Task requirements: Turn every line of the records below into a numbered list, one line per item, and leave out any blank lines.

Data entries:
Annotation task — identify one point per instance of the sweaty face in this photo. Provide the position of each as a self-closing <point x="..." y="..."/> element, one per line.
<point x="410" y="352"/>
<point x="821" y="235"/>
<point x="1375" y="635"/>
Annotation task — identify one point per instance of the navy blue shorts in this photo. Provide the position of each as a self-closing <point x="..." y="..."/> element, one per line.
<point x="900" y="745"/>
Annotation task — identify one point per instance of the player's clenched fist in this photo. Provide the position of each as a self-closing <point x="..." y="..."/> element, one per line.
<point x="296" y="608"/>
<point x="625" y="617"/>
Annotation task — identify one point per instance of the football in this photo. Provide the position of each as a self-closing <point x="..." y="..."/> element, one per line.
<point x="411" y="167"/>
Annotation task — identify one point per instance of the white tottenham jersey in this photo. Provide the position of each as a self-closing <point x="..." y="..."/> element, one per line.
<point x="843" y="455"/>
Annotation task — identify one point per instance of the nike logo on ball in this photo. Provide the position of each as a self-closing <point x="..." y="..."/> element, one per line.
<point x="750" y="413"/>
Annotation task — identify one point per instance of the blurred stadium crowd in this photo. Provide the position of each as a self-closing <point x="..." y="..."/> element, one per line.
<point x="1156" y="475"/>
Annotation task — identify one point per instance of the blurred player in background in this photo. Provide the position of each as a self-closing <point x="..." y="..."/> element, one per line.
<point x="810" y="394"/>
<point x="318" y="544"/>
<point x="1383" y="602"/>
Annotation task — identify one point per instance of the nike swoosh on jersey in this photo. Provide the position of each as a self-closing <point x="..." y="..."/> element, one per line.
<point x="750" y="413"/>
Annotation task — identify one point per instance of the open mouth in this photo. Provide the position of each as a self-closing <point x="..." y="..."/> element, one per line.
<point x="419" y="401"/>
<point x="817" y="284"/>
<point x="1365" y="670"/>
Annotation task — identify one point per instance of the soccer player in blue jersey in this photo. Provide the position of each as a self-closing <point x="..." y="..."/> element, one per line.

Correct output:
1. Annotation task — identify one point per instance of the sweaty face in this photo. Provide the position of each as a self-closing <point x="..." y="..."/> element, one per line.
2. <point x="410" y="352"/>
3. <point x="821" y="235"/>
4. <point x="1375" y="635"/>
5. Annotation task — identify one point per instance of the navy blue shorts in this photo. Provide the position of each as a self-closing <point x="..." y="..."/> element, one per line.
6. <point x="900" y="745"/>
7. Annotation task — identify one point per instance of the player's clenched fist in this photo. Provide the position of each as a self-closing <point x="..." y="..."/> element, one per line.
8. <point x="296" y="608"/>
9. <point x="625" y="617"/>
10. Annotation task — identify one point per instance of the football in this photo. Provide the position of each as a self-closing <point x="..." y="..."/> element, one per line.
11. <point x="411" y="167"/>
12. Annotation task — identify one point per instance of the white tottenham jersey in this photo. Provide the position of each as a self-closing <point x="..." y="..."/> element, one per line.
13. <point x="843" y="455"/>
14. Annotation task — identify one point per instance of the nike logo on ball in this photo. Provide the position of each as a self-closing <point x="..." y="..."/> element, one per line.
15. <point x="750" y="413"/>
16. Annotation task — identify one point per instance of the blurred stadium crowd in this photo. Provide the position of each as a self-closing <point x="..." y="..."/> element, one per line.
17. <point x="1156" y="475"/>
18. Annotation task — identify one point per instance of the blurred player in background in this photo. Provide the position of each as a self-closing <point x="..." y="..."/> element, one per line.
19. <point x="810" y="394"/>
20. <point x="318" y="544"/>
21. <point x="1383" y="602"/>
22. Annotation task — identify one point per instance of the nike swoosh on jersey in this photo. Provide the position of each as a self-closing <point x="..." y="..."/> element, one per line.
23. <point x="750" y="413"/>
24. Annotation task — identify one point per instance of the open mouth in this photo. Provide the position of each as a self-closing <point x="..." y="..."/> element, one per line.
25. <point x="419" y="401"/>
26. <point x="817" y="284"/>
27. <point x="1365" y="670"/>
28. Annotation task — identify one point per instance of the soccer player in blue jersey in this photo. Provide the position of each as a self-closing <point x="..." y="..."/> element, one per line.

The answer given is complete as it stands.